Reading text:
Our tents are made of raw silk and are exceedingly light. Lightness is, of course, of the highest importance, when everything must be carried on the sledges. The tent floor is, however, of a somewhat heavier stuff, as that has to keep out the moisture which is easily formed when you sleep on the snow, with nothing under you except a thin canvas or calico layer. It is also well to have the tent floor rather strong, as it can then be used as a sail on the sledge when you have a favourable wind. For our scientific observations we carry, of course, a great number of scientific instruments. I need hardly say that photographic cameras of various sizes and kinds are not forgotten.

We are now (as I write this) steering eastward across the sea from Norway to Novaya Zemlya, through fog and against the wind. Yesterday we had a short, sunny glimpse of Goose Land on Novaya Zemlya, and were just steering in there, when the fog came again and shut us out from the world around us. We were obliged to steer out to sea again, and make for Yugor Strait, the most southern strait which separates Novaya Zemlya, or rather Waigats, the most southern island, from the Continent. Here we expect to meet a small vessel, which I have sent from Norway, with fifty tons of coal. At Khabarova, in Yugor Strait, a Russian, Trontheim, is also waiting us, with more than thirty sledge dogs. He had to travel from Tiumen, in Siberia, last winter to the Ostjaks to buy these dogs, and had then to travel the long way from Siberia, through the north of Russia to Pechora, and from there he travelled with the dogs to Yugor Strait in company with the Samoyeds, who go north in the spring. I hope we shall find the dogs in good condition, as well as Trontheim himself, who will possibly accompany us the expedition.

When we have got our dogs and coal, and if the Strait and the Kara Sea are open, we shall make our way eastward along the Asiatic coast as quickly as possible. The first part of the way through the Kara Sea will perhaps be the worst, as the ice is often very bad there. More easterly the water running out from the rivers generally forces the ice a little from the coast, leaving an open passage along the shore. We shall have to pass Cape Chelyuskin, the most northern point of the Continent, which has only once before been passed by any vessel, viz., the Vega, on Nordenskiöld's famous expedition. If we still find open water we shall go on eastward along the coast until we reach the mouth of the Olenek River, to the east of the Lena Delta. If we have time I shall go in there to take twenty-six sledge dogs which are waiting for us. The reason why I want to get dogs there also is that the dogs from East Siberia are stronger and better than the West Siberian ones; therefore Baron Toll, who is now travelling in Siberia, proposed this, and has now kindly arranged this depôt for me; it is he also who arranged with Trontheim about these other dogs. If we get too many dogs, it is of course easy to pick out the best ones of the whole lot.

From Olenek I shall steer north-east towards the west coast of the New Siberian Islands. If the season is favourable, I hope to find open water here a good bit northward into the unknown regions. We shall go as far as we can northward in open water, and, when we can do so no more, choose our place and run the Fram into the ice.

Given exercise 1:
Recast the paragraph of the Fram voyage account that begins "Our tents are made of raw silk" as a short bulleted list that keeps its main facts.
Given exercise 2:
Name every individual person the Fram voyage account mentions by name.
Given exercise 3:
Extend the account of the Fram's voyage onward from its last sentence, keeping the same first-person voice.

Dataset section:
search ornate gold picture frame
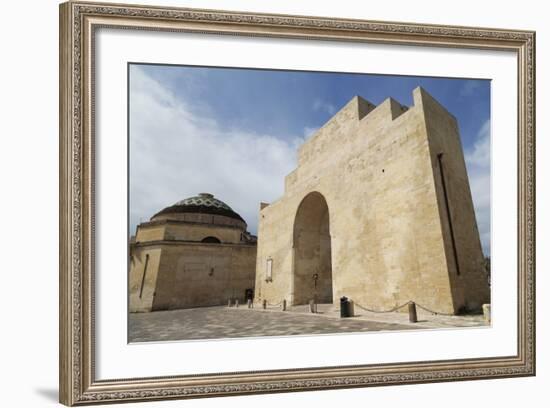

Task result 1:
- The tents are made of raw silk and are very light, since everything must be carried on the sledges.
- The tent floor is a heavier material, to keep out the moisture that forms when sleeping on the snow on only a thin canvas or calico layer.
- A strong floor can also serve as a sail on the sledge when the wind is favorable.
- The expedition carries many scientific instruments and photographic cameras of various sizes and kinds.

Task result 2:
- Trontheim
- Nordenskiöld
- Baron Toll

Task result 3:
Then our work will be done for a long time, probably, as the ice will have to carry us further north. That such will be the case, if we only get far enough northward in open water, I do not doubt. We shall then arrange our ship as best we can to make her a comfortable winter quarter. If we drift many years in this way the life may become somewhat monotonous, but we shall have plenty of things to do to pass the time. There is much scientific work to be done in these unknown regions. The climate must be observed each hour in the day, the currents in the water under the ice, the ice itself and its formation; the Northern Lights must be watched, the magnetism of the earth, and if new land is met with this must be carefully examined.

In the long, light summers, the life is almost gay up there. Then the sun sends its refreshing, glorious light—day and night—over this frozen white ice world, and does not disappear for many months; and there will be excursions in all directions on our ski (Norwegian snow-shoes), or on the sledges drawn by the dogs, or, even still better, standing on your ski and letting the dogs draw you at a tremendous pace over the flat floes. If any land is discovered, we might even get good shooting.

But after the bright day comes the long, dark, Arctic night, when the temperature sinks lower than, perhaps, anybody knows. Then there will not be much to do in the open air, except to take the necessary meteorological and astronomical observations, besides a little exercise and, perhaps, to take a drive with the dogs while the moon is shining. In our winter quarters there is, however, much to be done, and we shall certainly do our best to lead a cheerful life.

I have already said that we have a snug saloon to live in, and we have electric light to make us forget the absent sun. But many will perhaps ask how we shall get the necessary power to produce the electricity, as we could not afford to burn coal for that purpose. This is not, however, so very complicated. On one hand we have the wind, and by the help of a big windmill we shall be able to work the dynamo, and by help of our accumulators we shall be able to store up electricity for some time when we get a gale. But when there is no wind, we have ourselves. We are thirteen men, and when a capstan is arranged on deck, we shall be able to do work similar to that which a horse does in its horse-mill on land. In this capstan four men take their turn at a time; thus we shall obtain good and regular exercise, and be useful at the same time. When the sun disappears and the long night comes on, we shall take our walk in a ring on the deck of the Fram to produce our own sun. In this way man must conquer Nature. But I dare not say for certain that we shall not long for the natural sun, and look eagerly forward to its appearance again in the dawn of spring. Then it will rise slowly and majestically, over the horizon, and pour its blessed light into our souls.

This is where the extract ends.